Collection entries
- - - -

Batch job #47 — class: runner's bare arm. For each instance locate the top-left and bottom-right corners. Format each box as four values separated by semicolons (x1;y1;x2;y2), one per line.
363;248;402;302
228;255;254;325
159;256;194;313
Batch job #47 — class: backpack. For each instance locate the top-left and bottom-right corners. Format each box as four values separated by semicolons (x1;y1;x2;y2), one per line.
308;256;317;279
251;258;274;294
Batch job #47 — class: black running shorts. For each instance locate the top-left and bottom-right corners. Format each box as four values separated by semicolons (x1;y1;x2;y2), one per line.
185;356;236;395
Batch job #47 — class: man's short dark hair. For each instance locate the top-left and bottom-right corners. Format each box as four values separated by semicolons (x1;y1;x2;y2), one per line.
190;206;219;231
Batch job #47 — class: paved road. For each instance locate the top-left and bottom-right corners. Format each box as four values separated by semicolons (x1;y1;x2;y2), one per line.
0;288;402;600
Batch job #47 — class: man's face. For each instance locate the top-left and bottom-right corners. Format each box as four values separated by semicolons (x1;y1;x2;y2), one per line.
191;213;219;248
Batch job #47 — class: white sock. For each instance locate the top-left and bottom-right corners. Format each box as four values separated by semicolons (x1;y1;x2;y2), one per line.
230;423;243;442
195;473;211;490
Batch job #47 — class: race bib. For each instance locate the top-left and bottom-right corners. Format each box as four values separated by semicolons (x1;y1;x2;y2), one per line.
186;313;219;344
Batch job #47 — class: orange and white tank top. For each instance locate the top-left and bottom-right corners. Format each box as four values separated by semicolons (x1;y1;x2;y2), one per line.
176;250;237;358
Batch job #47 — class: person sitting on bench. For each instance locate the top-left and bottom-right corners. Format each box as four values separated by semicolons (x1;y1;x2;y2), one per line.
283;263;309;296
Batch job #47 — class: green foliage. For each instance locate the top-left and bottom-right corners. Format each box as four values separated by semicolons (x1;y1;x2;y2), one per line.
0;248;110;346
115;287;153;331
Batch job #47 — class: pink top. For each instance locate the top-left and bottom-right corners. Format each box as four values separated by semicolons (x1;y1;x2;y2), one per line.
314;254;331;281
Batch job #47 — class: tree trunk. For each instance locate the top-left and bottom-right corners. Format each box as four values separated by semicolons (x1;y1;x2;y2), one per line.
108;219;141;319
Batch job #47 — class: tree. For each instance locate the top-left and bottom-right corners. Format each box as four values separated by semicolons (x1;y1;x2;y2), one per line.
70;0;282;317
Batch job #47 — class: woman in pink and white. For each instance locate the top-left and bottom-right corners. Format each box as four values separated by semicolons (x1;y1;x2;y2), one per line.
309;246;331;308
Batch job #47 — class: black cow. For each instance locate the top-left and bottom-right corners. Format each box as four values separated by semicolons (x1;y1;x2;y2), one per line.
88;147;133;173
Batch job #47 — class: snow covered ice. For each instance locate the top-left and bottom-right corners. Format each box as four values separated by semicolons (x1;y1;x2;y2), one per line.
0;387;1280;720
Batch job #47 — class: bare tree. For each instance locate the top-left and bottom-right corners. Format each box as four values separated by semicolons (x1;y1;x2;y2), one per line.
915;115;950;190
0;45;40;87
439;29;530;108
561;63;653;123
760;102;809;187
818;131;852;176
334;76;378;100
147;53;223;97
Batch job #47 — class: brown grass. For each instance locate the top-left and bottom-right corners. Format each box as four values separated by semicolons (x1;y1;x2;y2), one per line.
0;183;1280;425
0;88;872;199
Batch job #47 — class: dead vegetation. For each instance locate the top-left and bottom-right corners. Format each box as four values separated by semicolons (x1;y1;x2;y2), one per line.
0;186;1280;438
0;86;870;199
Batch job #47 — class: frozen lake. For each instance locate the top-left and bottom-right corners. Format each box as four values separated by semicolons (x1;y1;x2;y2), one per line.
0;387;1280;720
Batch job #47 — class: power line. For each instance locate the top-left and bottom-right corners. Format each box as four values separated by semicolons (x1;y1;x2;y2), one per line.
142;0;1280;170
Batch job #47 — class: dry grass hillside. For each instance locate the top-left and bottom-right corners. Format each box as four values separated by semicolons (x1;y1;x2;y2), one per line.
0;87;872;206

- - - -

## WHAT IS BEING ASKED:
Convert all of the rows above into a Markdown table with two columns, Number and Text. Put each line's sequence number under Number and the line itself under Text, and leave out blank lines.

## CORRECT RESPONSE:
| Number | Text |
|---|---|
| 1 | Batch job #47 — class: runner's bare arm. For each instance locate the top-left and bottom-right corners. Format each box as four values separated by semicolons (x1;y1;x2;y2), one per line. |
| 2 | 363;248;402;302 |
| 3 | 228;255;254;325 |
| 4 | 159;256;194;313 |
| 5 | Batch job #47 — class: backpack. For each instance locate the top-left and bottom-right corners. Format each box as four values separated by semicolons (x1;y1;x2;y2), one per line. |
| 6 | 308;256;317;279 |
| 7 | 251;258;274;294 |
| 8 | Batch job #47 — class: black running shorts. For each instance locate the top-left and bottom-right corners. Format each box as four values separated by semicolons (x1;y1;x2;y2), one per line. |
| 9 | 185;356;236;395 |
| 10 | Batch job #47 — class: man's short dark hair. For each instance locate the top-left and bottom-right corners. Format each box as four values separated by semicolons (x1;y1;x2;y2), one per line. |
| 11 | 190;206;219;231 |
| 12 | Batch job #47 — class: paved road. For each instance locate the top-left and bottom-right corners. Format each box as four values separated by semicolons (x1;y1;x2;y2), one per line. |
| 13 | 0;288;402;600 |
| 14 | Batch job #47 — class: man's face. For each instance locate the top-left and bottom-right corners. Format each box as four values separated by semicolons (x1;y1;x2;y2), one per line. |
| 15 | 191;213;219;248 |
| 16 | Batch job #47 — class: white sock. For each instance locate the top-left and bottom-right corners. Format each box as four values separated by semicolons (x1;y1;x2;y2), one per line. |
| 17 | 230;423;243;442 |
| 18 | 195;473;211;490 |
| 19 | Batch job #47 — class: race bib. For each instance locate the top-left and bottom-right corners. Format each box as four values separated by semicolons (x1;y1;x2;y2), one per line. |
| 20 | 186;313;219;344 |
| 21 | Batch job #47 — class: orange and white tank top. For each instance locate the top-left and bottom-right corners. Format each box as four values separated by semicolons (x1;y1;x2;y2), one per line. |
| 22 | 176;250;237;358 |
| 23 | Batch job #47 — class: person sitting on bench. For each instance locate the top-left and bottom-right corners. Format each box as four values separated by semicolons (x1;y1;x2;y2), one per line. |
| 24 | 283;263;309;296 |
| 25 | Batch job #47 — class: green foliage. For each instance locate the top-left and bottom-right corners. Format each box as four values separated by semicolons (x1;y1;x2;y2), one per line. |
| 26 | 0;248;110;346 |
| 27 | 115;287;153;331 |
| 28 | Batch job #47 — class: pink top. For each instance locate the top-left and bottom-right corners. Format each box as four values separated by semicolons (x1;y1;x2;y2), one per line. |
| 29 | 314;254;331;281 |
| 30 | Batch job #47 — class: tree trunk. For each instance locate the top-left and bottom-right corners. Format each box as four values separated by semicolons (x1;y1;x2;y2), one per line. |
| 31 | 108;219;141;319 |
| 32 | Batch job #47 — class: tree. For each instance locate the top-left and bottom-right corners. Format each box as four values separated by semicolons (x1;y1;x2;y2), one per line. |
| 33 | 70;0;282;317 |
| 34 | Batch job #47 — class: woman in pink and white. For each instance locate the top-left and bottom-right corners. Format each box as four values separated by semicolons (x1;y1;x2;y2), one per line. |
| 35 | 309;246;331;308 |
| 36 | Batch job #47 — class: black cow. For each instance locate the top-left and bottom-right corners. Format each box as four values separated by semicolons (x1;y1;x2;y2), one per line. |
| 37 | 88;147;133;173 |
| 38 | Batch job #47 — class: snow covered ice. For each instance locate the top-left and bottom-right corners. Format each box as four values separated by semicolons (x1;y1;x2;y2), one per line. |
| 39 | 0;387;1280;720 |
| 40 | Batch job #47 — class: bare tree. For each instance locate the top-left and bottom-right corners. Format each box as four values separated by semicolons (x1;y1;x2;y2), one per line. |
| 41 | 915;115;950;190 |
| 42 | 0;45;40;87 |
| 43 | 439;29;530;108 |
| 44 | 561;63;653;123 |
| 45 | 760;102;809;187 |
| 46 | 818;131;852;176 |
| 47 | 334;76;378;100 |
| 48 | 147;53;223;97 |
| 49 | Batch job #47 — class: brown grass. For each instance locate the top-left and bottom-right corners. Format each box as four values separated by semicolons (x1;y1;x2;y2), one per line. |
| 50 | 0;183;1280;425 |
| 51 | 0;88;872;199 |
| 52 | Batch job #47 — class: dead vegetation. For each instance locate the top-left and bottom-right corners. Format each box as four values separated by semicolons (x1;y1;x2;y2), one per line. |
| 53 | 0;186;1280;438 |
| 54 | 0;86;870;199 |
| 55 | Batch job #47 — class: frozen lake. For each instance locate the top-left and bottom-right corners. Format each box as four values separated by semicolons (x1;y1;x2;y2), one per line. |
| 56 | 0;387;1280;720 |
| 57 | Batch job #47 — class: power line. For each instance locate the top-left and bottom-right corners. Format each box as four values separated by semicolons (x1;y1;x2;y2), one per line. |
| 58 | 142;0;1280;170 |
| 59 | Batch job #47 — class: dry grass hillside. For each instance locate the top-left and bottom-right corners. Format each box as four values separated by semicolons (x1;y1;x2;y2), one per line. |
| 60 | 0;87;872;206 |